Texto apresentado:
···

Considero serem os quatro
Evangelhos os elementos essenciais da fé da Igreja [...] e penso que as suas
primícias
estão [...] no Evangelho de João, o qual, para falar d'Aquele de quem
outros fizeram a genealogia, se inicia
precisamente por Aquele que não a tem.
Com efeito, escrevendo para judeus que esperavam o descendente
de Abraão e de
David, Mateus diz: «Genealogia de Jesus Cristo, filho de David, filho de Abraão»
(Mt 1,1);
e Marcos, sabendo muito bem o que escreve, traz: «Princípio do
Evangelho» (Mc 1,1).
O fim do Evangelho, esse encontramo-lo em João: é o Verbo que
era no princípio, a Palavra de Deus (cf. 1,1).

···

Informação extraída:
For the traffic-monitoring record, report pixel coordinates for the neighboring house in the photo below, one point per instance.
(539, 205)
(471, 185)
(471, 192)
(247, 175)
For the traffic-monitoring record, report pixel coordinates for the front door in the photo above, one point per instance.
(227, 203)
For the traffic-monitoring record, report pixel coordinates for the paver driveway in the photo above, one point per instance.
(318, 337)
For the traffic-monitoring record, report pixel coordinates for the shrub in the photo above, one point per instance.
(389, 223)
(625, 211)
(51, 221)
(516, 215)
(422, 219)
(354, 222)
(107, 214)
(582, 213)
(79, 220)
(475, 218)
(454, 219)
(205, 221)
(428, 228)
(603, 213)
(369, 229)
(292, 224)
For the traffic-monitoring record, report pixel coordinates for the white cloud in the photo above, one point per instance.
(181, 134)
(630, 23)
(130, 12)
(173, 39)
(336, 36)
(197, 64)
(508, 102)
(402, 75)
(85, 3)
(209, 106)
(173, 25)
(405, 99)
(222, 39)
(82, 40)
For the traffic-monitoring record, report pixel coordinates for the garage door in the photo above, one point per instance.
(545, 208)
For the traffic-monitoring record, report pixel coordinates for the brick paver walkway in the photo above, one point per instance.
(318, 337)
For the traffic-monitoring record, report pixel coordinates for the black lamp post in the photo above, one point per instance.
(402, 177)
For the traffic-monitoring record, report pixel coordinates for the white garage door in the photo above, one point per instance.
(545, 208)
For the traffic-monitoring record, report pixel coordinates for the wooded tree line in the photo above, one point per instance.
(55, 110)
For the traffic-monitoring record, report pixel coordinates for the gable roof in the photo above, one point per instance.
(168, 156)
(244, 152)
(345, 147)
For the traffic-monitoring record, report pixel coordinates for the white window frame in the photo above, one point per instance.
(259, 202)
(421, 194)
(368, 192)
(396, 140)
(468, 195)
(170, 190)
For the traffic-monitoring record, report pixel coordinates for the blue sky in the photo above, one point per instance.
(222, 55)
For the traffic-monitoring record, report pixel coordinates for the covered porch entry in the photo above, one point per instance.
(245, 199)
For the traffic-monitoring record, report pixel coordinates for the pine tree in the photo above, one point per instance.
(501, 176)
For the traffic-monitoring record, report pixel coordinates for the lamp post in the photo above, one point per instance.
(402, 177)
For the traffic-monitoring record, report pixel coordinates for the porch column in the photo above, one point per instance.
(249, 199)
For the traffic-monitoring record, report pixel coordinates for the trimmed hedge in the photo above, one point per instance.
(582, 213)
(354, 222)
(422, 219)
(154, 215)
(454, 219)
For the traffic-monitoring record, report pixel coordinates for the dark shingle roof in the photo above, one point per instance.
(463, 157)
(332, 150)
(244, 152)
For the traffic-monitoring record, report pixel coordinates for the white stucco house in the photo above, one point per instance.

···

Objetivos:
[1] Segundo o texto sobre os quatro Evangelhos, para quem escrevia Mateus?
[2] Devolva, do texto sobre os quatro Evangelhos, o trecho que vai de «Considero serem os» a «Deus (cf. 1,1).», sem qualquer alteração.
[3] Prossiga o texto sobre os quatro Evangelhos a partir da última frase apresentada.
As entradas provêm de outra fonte.

Respostas a seguir:
[1] Para judeus que esperavam o descendente de Abraão e de David.

[2]
Considero serem os quatro
Evangelhos os elementos essenciais da fé da Igreja [...] e penso que as suas
primícias
estão [...] no Evangelho de João, o qual, para falar d'Aquele de quem
outros fizeram a genealogia, se inicia
precisamente por Aquele que não a tem.
Com efeito, escrevendo para judeus que esperavam o descendente
de Abraão e de
David, Mateus diz: «Genealogia de Jesus Cristo, filho de David, filho de Abraão»
(Mt 1,1);
e Marcos, sabendo muito bem o que escreve, traz: «Princípio do
Evangelho» (Mc 1,1).
O fim do Evangelho, esse encontramo-lo em João: é o Verbo que
era no princípio, a Palavra de Deus (cf. 1,1).

[3]
E também Lucas reservou ao discípulo
que repousou sobre o peito de Jesus (Jo 13,25) os maiores e mais perfeitos
discursos sobre Ele. E nenhum mostrou a Sua divindade de modo tão absoluto como
João, que O faz dizer:
«Eu sou a luz do mundo» (8,12), «Eu sou o Caminho, a
Verdade e a Vida» (14,6), «Eu sou a Ressurreição»
(11,25), «Eu sou a porta»
(10,9), «Eu sou o Bom Pastor» (10,11) e, no Apocalipse, «Eu sou o Alfa e o Ómega,
o Primeiro e o Último, o Princípio e o Fim» (22,13).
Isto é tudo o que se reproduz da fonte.